DATASET EXCERPTS
· · · · ·
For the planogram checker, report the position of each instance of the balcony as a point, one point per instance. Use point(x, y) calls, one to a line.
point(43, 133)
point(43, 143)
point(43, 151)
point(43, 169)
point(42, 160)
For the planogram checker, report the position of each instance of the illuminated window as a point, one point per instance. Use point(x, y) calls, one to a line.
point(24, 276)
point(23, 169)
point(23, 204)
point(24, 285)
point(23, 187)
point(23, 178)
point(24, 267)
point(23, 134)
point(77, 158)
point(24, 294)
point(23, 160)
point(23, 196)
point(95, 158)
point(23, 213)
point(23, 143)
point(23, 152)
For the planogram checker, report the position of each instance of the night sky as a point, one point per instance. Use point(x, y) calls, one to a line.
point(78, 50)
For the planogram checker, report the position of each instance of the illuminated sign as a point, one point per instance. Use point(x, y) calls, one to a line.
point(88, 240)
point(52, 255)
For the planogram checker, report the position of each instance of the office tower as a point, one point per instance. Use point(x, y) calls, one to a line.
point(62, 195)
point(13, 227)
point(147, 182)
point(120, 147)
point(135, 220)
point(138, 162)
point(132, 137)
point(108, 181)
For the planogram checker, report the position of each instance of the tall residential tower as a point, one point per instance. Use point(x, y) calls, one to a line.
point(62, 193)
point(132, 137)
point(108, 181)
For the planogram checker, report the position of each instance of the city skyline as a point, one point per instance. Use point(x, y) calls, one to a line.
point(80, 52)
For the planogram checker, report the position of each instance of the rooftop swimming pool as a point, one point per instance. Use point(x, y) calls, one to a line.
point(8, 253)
· · · · ·
PROBLEM TO SOLVE
All the entries should be output exactly as given.

REPLY
For the planogram checker, report the position of each instance of the balcony as a point, one point per instance. Use point(x, y) calls, one to a line.
point(43, 133)
point(43, 143)
point(43, 151)
point(43, 169)
point(42, 160)
For the planogram checker, report the position of each instance of the illuminated window as a point, one point per instance. Use point(x, y) calls, one to a line.
point(24, 276)
point(23, 169)
point(23, 204)
point(24, 285)
point(23, 187)
point(23, 178)
point(24, 267)
point(23, 134)
point(77, 158)
point(24, 294)
point(23, 160)
point(23, 196)
point(95, 158)
point(23, 213)
point(23, 143)
point(23, 152)
For the planogram checker, report the position of each instance of the night sky as a point, one point per instance. Use point(x, y) calls, one to a line.
point(78, 50)
For the planogram checker, report the position of each instance of the illuminated sign as a point, one point per instance. Use point(x, y) calls, one to a line.
point(88, 240)
point(52, 255)
For the planogram checker, report the position of each instance of the office tower as a point, one point per instance. Use point(x, y) calls, one to a line.
point(62, 195)
point(13, 227)
point(147, 182)
point(120, 147)
point(135, 220)
point(138, 162)
point(132, 137)
point(108, 181)
For the planogram checker, report the position of each instance of the tall residential tower as a point, one point per instance. Use point(x, y) calls, one to a line.
point(62, 193)
point(132, 137)
point(108, 181)
For the planogram checker, report the position of each instance of the city skyline as a point, one point per instance. Use point(x, y) calls, one to a line.
point(80, 52)
For the planogram checker, report the position of each instance of the rooftop swimming pool as a point, one point per instance. Use point(x, y) calls, one to a line.
point(8, 253)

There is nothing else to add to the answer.